* Records from a data source
--------
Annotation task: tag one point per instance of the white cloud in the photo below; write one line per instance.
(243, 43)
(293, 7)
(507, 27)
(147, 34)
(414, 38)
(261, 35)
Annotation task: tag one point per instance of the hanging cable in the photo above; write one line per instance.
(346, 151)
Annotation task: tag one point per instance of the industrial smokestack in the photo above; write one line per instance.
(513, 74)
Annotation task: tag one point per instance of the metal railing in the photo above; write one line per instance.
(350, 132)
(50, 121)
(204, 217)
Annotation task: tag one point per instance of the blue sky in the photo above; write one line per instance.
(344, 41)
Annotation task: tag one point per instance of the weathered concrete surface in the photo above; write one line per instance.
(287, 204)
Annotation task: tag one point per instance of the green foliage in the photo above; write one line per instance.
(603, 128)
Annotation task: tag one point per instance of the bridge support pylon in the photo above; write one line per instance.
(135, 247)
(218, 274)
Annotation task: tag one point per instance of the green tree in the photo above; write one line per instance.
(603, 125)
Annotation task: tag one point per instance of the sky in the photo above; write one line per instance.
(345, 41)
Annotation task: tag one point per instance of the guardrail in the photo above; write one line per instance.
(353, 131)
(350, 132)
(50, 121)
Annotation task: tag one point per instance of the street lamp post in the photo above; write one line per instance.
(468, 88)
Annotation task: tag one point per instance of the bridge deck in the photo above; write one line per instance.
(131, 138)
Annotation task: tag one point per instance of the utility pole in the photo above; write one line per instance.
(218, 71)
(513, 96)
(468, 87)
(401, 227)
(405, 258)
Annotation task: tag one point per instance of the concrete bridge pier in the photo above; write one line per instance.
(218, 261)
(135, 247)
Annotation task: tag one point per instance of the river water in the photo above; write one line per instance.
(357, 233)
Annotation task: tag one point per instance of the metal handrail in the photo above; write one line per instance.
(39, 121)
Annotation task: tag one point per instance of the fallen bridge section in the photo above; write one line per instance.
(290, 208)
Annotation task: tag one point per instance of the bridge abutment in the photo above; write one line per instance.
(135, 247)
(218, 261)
--------
* Goal of the exercise
Repeat every line of the data above word for word, leaving nothing out.

* Result of the task
Annotation task: tag one point per instance of the white cloud in the photo below; write one line per instance.
(243, 43)
(293, 7)
(507, 27)
(147, 34)
(414, 38)
(261, 35)
Annotation task: tag one point per instance of the hanging cable in the photo above; write one line per instance.
(346, 151)
Annotation task: tag one point per instance of the industrial smokestack in the photo above; write one line per instance.
(513, 74)
Annotation task: tag one point per instance of the metal railing in the photo above; write one line per instance.
(350, 132)
(50, 121)
(204, 217)
Annotation task: tag one point per instance of the blue sky in the photo above; write one line per instance.
(344, 41)
Annotation task: tag one point per instance of the weathered concrete surface in the photo above; write one line per instance.
(287, 204)
Annotation task: tag one point per instance of the green foliage in the photo above; write one line per instance.
(603, 128)
Annotation task: tag one point per instance of the bridge support pylon in the photo above; write one line per instance.
(135, 247)
(218, 274)
Annotation task: tag one point per instance of the green tree in the photo above; write one line per instance.
(603, 125)
Annotation task: tag one point per instance of the sky in the photo above; write one line per instance.
(345, 41)
Annotation task: tag one point per instance of the guardrail in the photo above; write one line per instance.
(353, 131)
(350, 132)
(50, 121)
Annotation task: tag one point per instance of the street lamp post in the photo above; write one line per instance.
(468, 88)
Annotation task: tag one point per instance of the bridge deck in the photo above; write one line per instance.
(131, 138)
Annotation task: tag one point per instance of the utility pole in the photo above; write one line per instance.
(218, 71)
(513, 96)
(468, 87)
(401, 227)
(405, 258)
Annotation task: tag one point per instance of the concrete bridge pier in the photo above; write one line per instance.
(218, 261)
(135, 247)
Annotation task: tag one point per instance of the river water in the photo above; write one line per instance.
(357, 233)
Annotation task: tag one point per instance of the metal handrail in the photo above; write one line per instance.
(39, 121)
Annotation task: tag one point per instance of the fallen bridge section in the photo above; write one line per instance.
(290, 208)
Annotation task: tag one point per instance of the bridge abutment in the photo above; write one line per instance.
(135, 247)
(218, 261)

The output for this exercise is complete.